◆ **AIM OF THE TASK**:
Please summarize the safflower text below in two sentences.

◆ **TEXT**:
________________________

SafflowerBotanical Name: Carthamus tinctorius
Common: N.O. Compositae
Synonyms: Dyer's Saffron. American Saffron. Fake Saffron. Flores Carthami. Bastard Saffron.
Part Used: Flowers.
This plant is not in any way related to Saffron, though the flowers are used similarly. (It largely replaces the use of Saffron owing to the large price of the latter. - EDITOR).
The Safflower plant, known in India as Koosumbha and in China as Hoang-tchi, is extensively cultivated in India, China and other parts of Asia, also in Egypt and Southern Europe; but its native country is unknown. It grows about 2 to 3 feet high, with a stiff, upright whitish stem, branching near the top; and has oval, spiny, sharp-pointed leaves, their bases half-clasping the stem. Its fruits are about the size of barleycorns, somewhat four-sided, white and shining, like little shells.
Safflower contains two colouring matters, yellow and red, the latter being most valued. It is chiefly used for dyeing silk, affording various shades of rose and scarlet. Mixed with finely-powdered talc it forms the wellknown substance called 'rouge.' Another common use of Safflower is in adulterating Saffron. The seeds yield an oil much used in India for burning and for culinary purposes.
Medicinal Action and Uses: The flowers are the part used, their action is laxative and diaphoretic. In domestic practice these flowers are used in children's and infants' complaints - measles, fevers, and eruptive skin eomplaints. An infusion is made of 1/2 OZ. of the flowers to a pint of boiling water taken warm to produce diaphorasis.

________________________

◆ **DATA EXTRACT**:
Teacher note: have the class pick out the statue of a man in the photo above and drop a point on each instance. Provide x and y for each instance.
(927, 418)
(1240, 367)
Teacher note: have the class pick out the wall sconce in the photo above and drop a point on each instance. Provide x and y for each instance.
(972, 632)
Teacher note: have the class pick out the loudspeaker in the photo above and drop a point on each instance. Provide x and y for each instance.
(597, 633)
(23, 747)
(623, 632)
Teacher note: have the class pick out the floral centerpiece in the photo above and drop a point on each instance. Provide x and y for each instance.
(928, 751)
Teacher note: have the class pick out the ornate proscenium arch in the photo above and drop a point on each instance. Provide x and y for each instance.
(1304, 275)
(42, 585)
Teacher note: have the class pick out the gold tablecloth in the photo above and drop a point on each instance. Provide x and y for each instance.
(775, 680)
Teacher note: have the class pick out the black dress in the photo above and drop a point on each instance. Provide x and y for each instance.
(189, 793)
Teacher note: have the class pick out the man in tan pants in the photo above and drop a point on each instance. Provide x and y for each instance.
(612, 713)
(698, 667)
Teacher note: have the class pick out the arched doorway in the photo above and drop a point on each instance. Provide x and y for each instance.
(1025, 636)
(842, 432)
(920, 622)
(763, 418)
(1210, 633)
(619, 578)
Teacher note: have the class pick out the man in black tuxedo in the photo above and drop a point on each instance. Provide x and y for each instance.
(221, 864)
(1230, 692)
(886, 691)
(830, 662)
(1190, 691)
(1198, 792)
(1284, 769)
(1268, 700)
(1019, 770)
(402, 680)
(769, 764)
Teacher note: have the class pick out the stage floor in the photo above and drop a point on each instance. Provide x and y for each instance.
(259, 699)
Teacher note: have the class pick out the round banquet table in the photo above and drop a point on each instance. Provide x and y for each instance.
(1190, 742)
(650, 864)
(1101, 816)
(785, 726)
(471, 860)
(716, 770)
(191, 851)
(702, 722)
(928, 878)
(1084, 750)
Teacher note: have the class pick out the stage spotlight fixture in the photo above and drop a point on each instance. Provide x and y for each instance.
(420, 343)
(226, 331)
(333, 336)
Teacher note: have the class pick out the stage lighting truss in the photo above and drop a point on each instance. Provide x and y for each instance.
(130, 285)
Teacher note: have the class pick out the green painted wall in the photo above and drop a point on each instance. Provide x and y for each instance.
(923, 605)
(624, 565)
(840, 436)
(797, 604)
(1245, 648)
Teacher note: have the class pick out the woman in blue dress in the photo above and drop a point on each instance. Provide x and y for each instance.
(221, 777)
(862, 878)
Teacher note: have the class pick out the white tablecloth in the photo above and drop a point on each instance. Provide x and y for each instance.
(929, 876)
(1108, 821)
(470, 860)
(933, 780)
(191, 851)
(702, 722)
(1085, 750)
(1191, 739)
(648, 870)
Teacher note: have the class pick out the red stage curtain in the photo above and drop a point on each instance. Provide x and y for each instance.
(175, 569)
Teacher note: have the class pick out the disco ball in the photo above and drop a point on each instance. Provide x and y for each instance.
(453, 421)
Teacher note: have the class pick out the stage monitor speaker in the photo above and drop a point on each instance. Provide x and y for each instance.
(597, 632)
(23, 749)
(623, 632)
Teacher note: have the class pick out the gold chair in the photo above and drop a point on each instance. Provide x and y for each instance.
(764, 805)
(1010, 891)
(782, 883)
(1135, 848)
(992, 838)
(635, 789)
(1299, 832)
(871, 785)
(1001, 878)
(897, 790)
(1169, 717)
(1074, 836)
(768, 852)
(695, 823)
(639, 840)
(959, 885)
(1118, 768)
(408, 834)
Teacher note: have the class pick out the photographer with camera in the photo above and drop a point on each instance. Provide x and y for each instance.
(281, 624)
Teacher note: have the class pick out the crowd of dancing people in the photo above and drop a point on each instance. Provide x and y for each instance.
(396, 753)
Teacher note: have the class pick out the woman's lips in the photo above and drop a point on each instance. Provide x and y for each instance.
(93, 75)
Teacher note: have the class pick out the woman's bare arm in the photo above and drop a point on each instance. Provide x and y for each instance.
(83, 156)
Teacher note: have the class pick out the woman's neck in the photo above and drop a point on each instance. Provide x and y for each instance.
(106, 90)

________________________

◆ **EXERCISE RESPONSE**:
Safflower (Carthamus tinctorius) is not related to saffron, though its flowers are used similarly, and it is extensively cultivated in India, China and other parts of Asia, Egypt and Southern Europe, although its native country is unknown. Its flowers contain yellow and red coloring matters used chiefly for dyeing silk, for making rouge and for adulterating saffron, and medicinally they act as a laxative and diaphoretic for children's and infants' complaints such as measles and fevers.